● **Dataset excerpts**:
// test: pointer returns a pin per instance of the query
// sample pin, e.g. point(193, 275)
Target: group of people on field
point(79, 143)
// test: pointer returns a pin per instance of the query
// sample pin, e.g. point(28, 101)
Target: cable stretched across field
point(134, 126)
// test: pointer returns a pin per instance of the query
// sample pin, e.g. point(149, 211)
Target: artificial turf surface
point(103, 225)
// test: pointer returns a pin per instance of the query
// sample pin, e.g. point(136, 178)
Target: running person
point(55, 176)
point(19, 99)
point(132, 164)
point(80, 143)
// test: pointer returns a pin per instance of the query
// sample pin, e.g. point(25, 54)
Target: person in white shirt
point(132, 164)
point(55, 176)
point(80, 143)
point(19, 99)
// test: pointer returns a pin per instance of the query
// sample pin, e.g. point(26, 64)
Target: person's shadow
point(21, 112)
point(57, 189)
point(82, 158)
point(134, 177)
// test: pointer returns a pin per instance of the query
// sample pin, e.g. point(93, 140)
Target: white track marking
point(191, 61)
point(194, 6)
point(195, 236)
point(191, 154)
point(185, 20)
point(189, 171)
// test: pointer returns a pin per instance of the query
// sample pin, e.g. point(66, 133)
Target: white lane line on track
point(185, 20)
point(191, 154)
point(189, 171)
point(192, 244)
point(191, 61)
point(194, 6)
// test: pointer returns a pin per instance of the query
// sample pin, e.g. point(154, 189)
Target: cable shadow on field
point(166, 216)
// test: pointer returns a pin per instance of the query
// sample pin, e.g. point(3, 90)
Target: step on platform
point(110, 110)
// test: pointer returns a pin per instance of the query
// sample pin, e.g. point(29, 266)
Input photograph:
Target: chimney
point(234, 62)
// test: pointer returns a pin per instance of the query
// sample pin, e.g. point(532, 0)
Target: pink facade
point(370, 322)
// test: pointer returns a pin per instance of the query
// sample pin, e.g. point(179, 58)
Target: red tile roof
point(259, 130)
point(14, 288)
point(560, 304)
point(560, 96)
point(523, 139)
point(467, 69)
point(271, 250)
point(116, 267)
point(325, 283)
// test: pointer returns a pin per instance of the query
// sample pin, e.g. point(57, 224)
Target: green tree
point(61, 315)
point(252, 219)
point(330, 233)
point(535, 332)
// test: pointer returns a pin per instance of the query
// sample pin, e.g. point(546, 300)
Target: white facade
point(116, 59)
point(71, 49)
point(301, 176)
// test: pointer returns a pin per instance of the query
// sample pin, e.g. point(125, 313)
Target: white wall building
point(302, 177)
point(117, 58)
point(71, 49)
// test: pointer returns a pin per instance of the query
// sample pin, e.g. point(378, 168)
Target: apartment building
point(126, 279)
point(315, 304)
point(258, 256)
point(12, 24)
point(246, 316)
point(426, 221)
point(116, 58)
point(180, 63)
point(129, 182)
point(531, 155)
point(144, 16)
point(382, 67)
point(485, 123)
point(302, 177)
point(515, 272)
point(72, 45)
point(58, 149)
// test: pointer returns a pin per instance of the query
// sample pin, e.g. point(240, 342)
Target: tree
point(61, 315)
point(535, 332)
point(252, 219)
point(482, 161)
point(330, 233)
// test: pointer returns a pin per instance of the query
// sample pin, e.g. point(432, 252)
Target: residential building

● **What you have to do**: Extract all of the data exactly as written.

● **Written solution**:
// test: pointer returns a pin per instance of the query
// sample pin, e.g. point(193, 275)
Target: group of people on field
point(79, 143)
// test: pointer returns a pin per instance of the query
// sample pin, e.g. point(28, 101)
Target: cable stretched across field
point(134, 126)
// test: pointer returns a pin per instance of the query
// sample pin, e.g. point(149, 211)
Target: artificial turf surface
point(103, 225)
// test: pointer returns a pin per instance of the query
// sample pin, e.g. point(136, 178)
Target: running person
point(55, 176)
point(19, 99)
point(132, 164)
point(80, 143)
// test: pointer returns a pin per instance of the query
// sample pin, e.g. point(25, 54)
Target: person in white shirt
point(132, 164)
point(55, 176)
point(80, 143)
point(19, 99)
// test: pointer returns a pin per instance of the query
// sample pin, e.g. point(26, 64)
Target: person's shadow
point(21, 112)
point(57, 189)
point(82, 158)
point(134, 177)
// test: pointer returns a pin per instance of the query
// sample pin, e.g. point(93, 140)
Target: white track marking
point(191, 61)
point(194, 6)
point(195, 236)
point(191, 154)
point(185, 20)
point(189, 171)
// test: pointer returns a pin per instance of the query
// sample pin, e.g. point(66, 133)
Target: white lane line on track
point(185, 20)
point(191, 154)
point(189, 171)
point(192, 244)
point(191, 61)
point(194, 6)
// test: pointer returns a pin per instance of the query
// sample pin, e.g. point(154, 189)
Target: cable shadow on field
point(166, 216)
// test: pointer returns a pin per instance of the query
// sample pin, e.g. point(3, 90)
Target: step on platform
point(110, 110)
// test: pointer returns a pin per instance of the query
// sample pin, e.g. point(29, 266)
Input photograph:
Target: chimney
point(234, 62)
// test: pointer returns a pin per instance of the query
// sample pin, e.g. point(532, 0)
Target: pink facade
point(370, 322)
// test: pointer returns a pin per instance of the query
// sample pin, e.g. point(179, 58)
Target: red tile roof
point(259, 130)
point(14, 288)
point(560, 304)
point(560, 96)
point(523, 139)
point(467, 69)
point(271, 250)
point(116, 267)
point(325, 283)
// test: pointer returns a pin per instance of the query
// sample pin, e.g. point(57, 224)
Target: green tree
point(61, 315)
point(252, 219)
point(330, 233)
point(535, 332)
// test: pointer returns a pin per instance of the query
// sample pin, e.g. point(546, 300)
Target: white facade
point(116, 59)
point(71, 49)
point(301, 176)
// test: pointer returns a pin per instance of the query
// sample pin, e.g. point(125, 313)
Target: white wall building
point(302, 177)
point(117, 58)
point(71, 49)
// test: pointer returns a pin per instance of the query
// sample pin, e.g. point(378, 168)
Target: apartment building
point(126, 279)
point(315, 304)
point(258, 256)
point(12, 24)
point(246, 316)
point(426, 221)
point(116, 58)
point(180, 63)
point(129, 182)
point(531, 155)
point(144, 16)
point(382, 67)
point(485, 123)
point(302, 177)
point(515, 272)
point(72, 45)
point(58, 149)
// test: pointer returns a pin per instance of the query
// sample pin, e.g. point(240, 342)
Target: tree
point(61, 315)
point(535, 332)
point(252, 219)
point(482, 161)
point(330, 233)
// test: pointer returns a pin per instance of the query
// sample pin, e.g. point(432, 252)
Target: residential building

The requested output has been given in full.